#### Entries supplied

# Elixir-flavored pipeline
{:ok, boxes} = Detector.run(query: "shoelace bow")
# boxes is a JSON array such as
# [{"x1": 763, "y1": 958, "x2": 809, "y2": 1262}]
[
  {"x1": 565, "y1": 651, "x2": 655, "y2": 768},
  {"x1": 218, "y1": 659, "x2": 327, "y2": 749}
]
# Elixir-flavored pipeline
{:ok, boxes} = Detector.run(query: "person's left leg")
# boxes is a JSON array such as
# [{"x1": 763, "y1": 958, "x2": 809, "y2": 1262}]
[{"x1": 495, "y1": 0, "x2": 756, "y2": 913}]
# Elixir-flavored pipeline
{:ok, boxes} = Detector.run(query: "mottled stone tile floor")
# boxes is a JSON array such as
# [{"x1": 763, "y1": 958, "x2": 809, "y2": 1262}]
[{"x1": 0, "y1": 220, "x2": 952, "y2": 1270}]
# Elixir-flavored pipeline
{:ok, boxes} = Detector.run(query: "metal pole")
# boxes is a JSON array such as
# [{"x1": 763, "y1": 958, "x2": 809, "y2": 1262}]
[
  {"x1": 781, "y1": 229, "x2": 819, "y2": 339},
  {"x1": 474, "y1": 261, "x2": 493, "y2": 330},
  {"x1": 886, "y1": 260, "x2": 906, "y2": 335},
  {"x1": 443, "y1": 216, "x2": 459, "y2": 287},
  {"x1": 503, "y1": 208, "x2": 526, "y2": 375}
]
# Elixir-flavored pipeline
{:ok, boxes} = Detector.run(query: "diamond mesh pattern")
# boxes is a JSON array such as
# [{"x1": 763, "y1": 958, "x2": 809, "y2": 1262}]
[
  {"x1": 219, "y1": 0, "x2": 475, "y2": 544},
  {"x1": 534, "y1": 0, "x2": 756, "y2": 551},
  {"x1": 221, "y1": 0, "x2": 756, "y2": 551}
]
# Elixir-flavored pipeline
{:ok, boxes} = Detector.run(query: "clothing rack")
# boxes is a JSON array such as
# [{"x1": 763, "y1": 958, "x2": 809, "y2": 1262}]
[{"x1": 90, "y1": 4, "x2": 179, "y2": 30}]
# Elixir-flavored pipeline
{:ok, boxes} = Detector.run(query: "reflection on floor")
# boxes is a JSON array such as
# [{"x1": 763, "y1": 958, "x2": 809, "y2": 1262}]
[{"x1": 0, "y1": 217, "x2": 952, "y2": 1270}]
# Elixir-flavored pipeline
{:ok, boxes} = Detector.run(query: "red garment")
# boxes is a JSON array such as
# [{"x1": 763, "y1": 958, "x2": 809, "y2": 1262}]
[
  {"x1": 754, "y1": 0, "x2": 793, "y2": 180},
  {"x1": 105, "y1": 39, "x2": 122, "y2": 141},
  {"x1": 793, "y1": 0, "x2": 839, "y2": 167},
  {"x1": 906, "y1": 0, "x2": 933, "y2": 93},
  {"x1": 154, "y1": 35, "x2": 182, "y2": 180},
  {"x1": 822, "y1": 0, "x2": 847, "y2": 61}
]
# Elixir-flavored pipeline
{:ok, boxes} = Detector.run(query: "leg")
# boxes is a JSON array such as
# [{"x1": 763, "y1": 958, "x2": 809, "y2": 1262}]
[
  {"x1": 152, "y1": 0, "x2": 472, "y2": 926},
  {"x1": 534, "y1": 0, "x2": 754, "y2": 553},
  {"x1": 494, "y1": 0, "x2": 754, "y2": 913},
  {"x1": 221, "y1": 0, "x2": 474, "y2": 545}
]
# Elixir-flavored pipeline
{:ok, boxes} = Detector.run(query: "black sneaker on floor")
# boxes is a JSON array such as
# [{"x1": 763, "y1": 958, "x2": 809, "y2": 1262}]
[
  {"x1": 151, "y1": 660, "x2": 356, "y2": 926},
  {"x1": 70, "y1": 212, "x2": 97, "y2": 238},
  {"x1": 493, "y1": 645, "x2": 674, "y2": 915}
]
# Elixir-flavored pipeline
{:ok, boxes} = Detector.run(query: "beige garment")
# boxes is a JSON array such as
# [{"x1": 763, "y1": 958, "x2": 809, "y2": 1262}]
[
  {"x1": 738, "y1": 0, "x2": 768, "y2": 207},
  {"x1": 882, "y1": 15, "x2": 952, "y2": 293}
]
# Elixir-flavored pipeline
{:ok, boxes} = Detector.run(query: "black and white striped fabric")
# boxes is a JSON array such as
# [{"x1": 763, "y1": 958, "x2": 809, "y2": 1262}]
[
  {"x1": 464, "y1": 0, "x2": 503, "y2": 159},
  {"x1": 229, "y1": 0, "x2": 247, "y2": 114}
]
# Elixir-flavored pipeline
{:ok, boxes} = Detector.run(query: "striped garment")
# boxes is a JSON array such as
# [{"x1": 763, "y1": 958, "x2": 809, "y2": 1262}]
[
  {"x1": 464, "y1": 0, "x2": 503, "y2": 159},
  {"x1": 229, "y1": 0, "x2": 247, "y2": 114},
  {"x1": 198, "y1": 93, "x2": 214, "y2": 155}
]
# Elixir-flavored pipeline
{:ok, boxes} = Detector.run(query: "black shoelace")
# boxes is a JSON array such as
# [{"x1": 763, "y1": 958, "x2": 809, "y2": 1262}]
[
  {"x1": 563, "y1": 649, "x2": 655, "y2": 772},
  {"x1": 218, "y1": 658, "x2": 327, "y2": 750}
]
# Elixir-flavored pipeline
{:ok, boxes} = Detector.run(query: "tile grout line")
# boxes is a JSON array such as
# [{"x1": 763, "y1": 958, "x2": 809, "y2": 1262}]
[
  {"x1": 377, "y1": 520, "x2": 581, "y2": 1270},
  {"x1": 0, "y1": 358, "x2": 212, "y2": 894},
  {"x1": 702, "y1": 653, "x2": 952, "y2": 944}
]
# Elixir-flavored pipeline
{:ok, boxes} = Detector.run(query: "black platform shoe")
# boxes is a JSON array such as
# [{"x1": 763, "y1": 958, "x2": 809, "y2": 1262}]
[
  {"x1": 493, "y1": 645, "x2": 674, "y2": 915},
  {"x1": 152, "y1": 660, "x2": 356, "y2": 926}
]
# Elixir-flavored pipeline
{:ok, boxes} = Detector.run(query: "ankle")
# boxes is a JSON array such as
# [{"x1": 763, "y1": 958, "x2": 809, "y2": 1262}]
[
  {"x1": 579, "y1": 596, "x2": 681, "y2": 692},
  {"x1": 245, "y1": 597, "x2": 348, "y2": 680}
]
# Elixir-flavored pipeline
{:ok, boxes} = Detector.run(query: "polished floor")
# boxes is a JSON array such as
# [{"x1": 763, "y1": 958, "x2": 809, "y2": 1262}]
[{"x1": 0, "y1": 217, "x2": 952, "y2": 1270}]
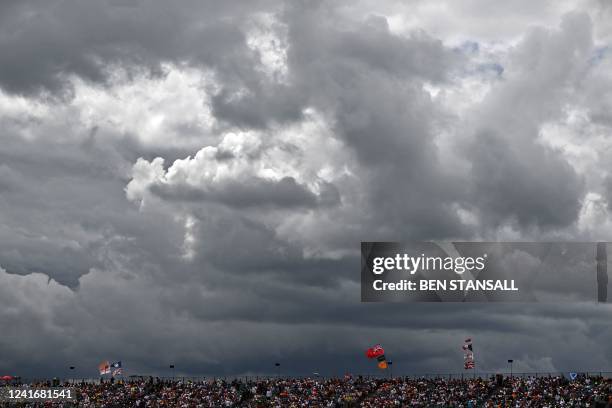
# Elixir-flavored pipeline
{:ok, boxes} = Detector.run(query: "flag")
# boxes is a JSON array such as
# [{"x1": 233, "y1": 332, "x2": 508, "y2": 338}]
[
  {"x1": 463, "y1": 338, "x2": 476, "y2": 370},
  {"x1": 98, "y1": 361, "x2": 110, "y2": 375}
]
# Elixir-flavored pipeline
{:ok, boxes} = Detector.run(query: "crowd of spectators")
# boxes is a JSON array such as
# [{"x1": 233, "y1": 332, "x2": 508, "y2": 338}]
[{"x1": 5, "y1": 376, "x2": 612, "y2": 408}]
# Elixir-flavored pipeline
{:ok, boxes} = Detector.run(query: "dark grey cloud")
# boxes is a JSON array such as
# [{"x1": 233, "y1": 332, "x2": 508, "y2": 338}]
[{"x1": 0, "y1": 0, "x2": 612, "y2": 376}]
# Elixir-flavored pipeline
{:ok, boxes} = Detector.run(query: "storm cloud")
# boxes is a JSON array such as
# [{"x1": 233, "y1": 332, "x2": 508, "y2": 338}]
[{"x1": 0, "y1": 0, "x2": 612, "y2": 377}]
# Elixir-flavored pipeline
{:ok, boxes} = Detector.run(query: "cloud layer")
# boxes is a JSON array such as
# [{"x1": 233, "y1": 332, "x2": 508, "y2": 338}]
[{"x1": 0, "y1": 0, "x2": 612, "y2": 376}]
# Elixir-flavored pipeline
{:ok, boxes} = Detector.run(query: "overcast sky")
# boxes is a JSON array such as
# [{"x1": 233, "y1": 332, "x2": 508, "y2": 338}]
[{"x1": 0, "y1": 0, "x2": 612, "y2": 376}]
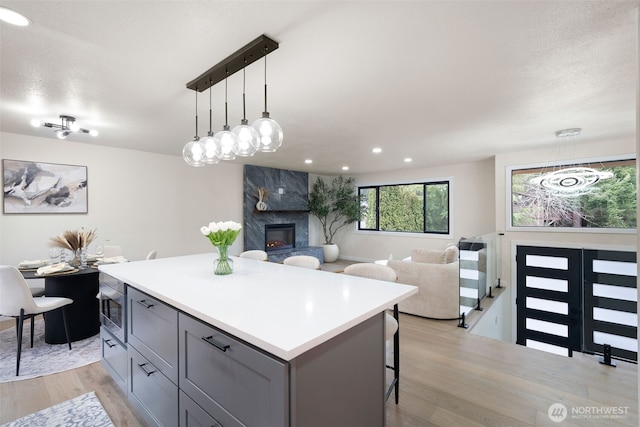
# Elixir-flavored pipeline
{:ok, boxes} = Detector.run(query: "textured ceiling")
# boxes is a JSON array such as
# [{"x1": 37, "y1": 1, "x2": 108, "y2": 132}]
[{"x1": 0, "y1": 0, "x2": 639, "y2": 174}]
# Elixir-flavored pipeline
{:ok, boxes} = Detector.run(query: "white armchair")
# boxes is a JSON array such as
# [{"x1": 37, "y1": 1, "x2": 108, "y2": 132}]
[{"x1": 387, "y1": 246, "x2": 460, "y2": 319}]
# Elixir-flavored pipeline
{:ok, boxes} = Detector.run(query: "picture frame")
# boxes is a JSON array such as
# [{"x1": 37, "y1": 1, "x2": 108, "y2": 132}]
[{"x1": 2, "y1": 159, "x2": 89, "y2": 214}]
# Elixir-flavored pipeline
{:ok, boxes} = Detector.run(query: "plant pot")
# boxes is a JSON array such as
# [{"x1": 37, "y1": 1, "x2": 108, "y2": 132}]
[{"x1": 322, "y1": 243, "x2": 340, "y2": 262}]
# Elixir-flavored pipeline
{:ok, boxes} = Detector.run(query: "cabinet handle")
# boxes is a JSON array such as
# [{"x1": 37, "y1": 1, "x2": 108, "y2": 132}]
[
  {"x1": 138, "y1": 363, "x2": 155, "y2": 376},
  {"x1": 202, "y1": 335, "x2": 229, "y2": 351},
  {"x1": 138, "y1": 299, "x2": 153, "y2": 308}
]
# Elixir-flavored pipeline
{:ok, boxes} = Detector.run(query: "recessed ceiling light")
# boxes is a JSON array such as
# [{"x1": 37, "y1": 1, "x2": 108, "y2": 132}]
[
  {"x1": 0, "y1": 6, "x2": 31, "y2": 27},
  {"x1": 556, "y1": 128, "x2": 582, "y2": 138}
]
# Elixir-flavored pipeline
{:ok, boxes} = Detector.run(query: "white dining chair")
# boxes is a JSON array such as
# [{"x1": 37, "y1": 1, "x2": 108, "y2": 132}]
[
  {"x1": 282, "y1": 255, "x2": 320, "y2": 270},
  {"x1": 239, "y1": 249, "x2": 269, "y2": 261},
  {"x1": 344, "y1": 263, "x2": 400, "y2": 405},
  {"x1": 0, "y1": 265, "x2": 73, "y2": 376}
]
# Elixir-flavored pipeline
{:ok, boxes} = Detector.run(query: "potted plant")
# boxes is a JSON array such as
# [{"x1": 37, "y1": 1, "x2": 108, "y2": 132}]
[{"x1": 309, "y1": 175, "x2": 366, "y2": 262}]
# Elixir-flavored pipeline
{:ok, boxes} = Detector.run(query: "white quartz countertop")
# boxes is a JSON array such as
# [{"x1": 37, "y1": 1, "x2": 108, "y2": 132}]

########

> _Given instruction_:
Collect every line in the data above that contains the word "tile", treating uppercase and lowercase as distinct.

> _Response_:
{:ok, boxes} = Detector.run(query: "mottled stone tile floor")
{:ok, boxes} = Detector.run(query: "tile grout line")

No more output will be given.